* _Selected excerpt_:

▬▬▬▬▬▬

[Haskell-cafe] Spelling checker exercise
Daniel Fischer
daniel.is.fischer at web.de
Mon Jan 25 02:19:59 EST 2010
Am Montag 25 Januar 2010 05:34:50 schrieb Matthew Phillips:
> On 24/01/2010, at 10:22 PM, Daniel Fischer wrote:
>
> <...>
>
> > I think I know what happened here:
> >
> > $ ghc -fforce-recomp --make matthew -o matthew0
>
> <...>
>
> > I habitually compile all code with -O2, unless I have a specific
> > reason not to. I tend to forget that some compile without
> > optimisations. For some kinds of code that makes hardly any
> > difference, for others it makes a big difference.
>
> I used the flags "-funbox-strict-fields -fvia-C -optc-O2", but *not*
> -O2. Whoops! I could kick myself: I blindly assumed that -optc-O2 would
> turn on optimisation, but of course that's just the flag for GCC.
By the way, compiling via C nowadays hardly ever produces faster code than
the native code generator (most times I tried since 6.10, if there was a
difference, native was faster).

▬▬▬▬▬▬

* _Supplied material_:
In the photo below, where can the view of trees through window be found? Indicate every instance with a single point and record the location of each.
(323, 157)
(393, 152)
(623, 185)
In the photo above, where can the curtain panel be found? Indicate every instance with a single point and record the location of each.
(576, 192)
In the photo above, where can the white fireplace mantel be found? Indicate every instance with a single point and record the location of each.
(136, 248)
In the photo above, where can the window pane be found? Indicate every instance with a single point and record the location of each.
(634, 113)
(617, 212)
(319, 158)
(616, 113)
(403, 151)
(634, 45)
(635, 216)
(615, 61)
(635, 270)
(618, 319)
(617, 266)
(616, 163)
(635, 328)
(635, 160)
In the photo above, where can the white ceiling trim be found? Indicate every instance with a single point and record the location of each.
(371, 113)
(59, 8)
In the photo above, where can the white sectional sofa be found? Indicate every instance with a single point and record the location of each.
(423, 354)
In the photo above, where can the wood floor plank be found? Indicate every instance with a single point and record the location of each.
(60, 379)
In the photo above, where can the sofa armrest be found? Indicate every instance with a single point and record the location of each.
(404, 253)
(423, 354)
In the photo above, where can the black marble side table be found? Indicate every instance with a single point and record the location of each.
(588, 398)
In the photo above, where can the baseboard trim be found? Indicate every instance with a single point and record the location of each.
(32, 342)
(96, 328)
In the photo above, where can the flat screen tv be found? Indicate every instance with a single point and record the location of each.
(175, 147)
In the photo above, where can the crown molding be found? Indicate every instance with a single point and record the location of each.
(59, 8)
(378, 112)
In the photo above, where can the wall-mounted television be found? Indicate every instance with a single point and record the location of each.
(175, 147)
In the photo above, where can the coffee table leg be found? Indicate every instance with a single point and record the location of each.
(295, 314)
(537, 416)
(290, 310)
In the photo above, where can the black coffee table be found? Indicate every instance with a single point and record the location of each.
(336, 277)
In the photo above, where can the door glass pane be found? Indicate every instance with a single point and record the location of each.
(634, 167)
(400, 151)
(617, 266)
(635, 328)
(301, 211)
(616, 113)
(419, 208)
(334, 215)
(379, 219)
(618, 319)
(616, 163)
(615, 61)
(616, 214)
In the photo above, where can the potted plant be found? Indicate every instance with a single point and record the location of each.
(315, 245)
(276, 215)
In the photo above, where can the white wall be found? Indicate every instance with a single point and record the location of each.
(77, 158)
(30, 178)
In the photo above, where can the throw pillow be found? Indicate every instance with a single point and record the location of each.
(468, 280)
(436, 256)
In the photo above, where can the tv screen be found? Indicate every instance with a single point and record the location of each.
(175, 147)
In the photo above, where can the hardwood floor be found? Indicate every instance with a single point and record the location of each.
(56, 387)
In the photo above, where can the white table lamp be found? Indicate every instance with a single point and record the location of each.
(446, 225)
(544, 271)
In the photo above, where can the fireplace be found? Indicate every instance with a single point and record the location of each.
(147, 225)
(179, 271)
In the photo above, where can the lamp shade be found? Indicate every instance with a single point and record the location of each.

▬▬▬▬▬▬

* _Request_: Transcribe the full Haskell-cafe message about compiler flags word for word, from its header line through its final sentence. The items were taken from an unrelated source.

* _Exercise result_:
[Haskell-cafe] Spelling checker exercise
Daniel Fischer
daniel.is.fischer at web.de
Mon Jan 25 02:19:59 EST 2010
Am Montag 25 Januar 2010 05:34:50 schrieb Matthew Phillips:
> On 24/01/2010, at 10:22 PM, Daniel Fischer wrote:
>
> <...>
>
> > I think I know what happened here:
> >
> > $ ghc -fforce-recomp --make matthew -o matthew0
>
> <...>
>
> > I habitually compile all code with -O2, unless I have a specific
> > reason not to. I tend to forget that some compile without
> > optimisations. For some kinds of code that makes hardly any
> > difference, for others it makes a big difference.
>
> I used the flags "-funbox-strict-fields -fvia-C -optc-O2", but *not*
> -O2. Whoops! I could kick myself: I blindly assumed that -optc-O2 would
> turn on optimisation, but of course that's just the flag for GCC.
By the way, compiling via C nowadays hardly ever produces faster code than
the native code generator (most times I tried since 6.10, if there was a
difference, native was faster).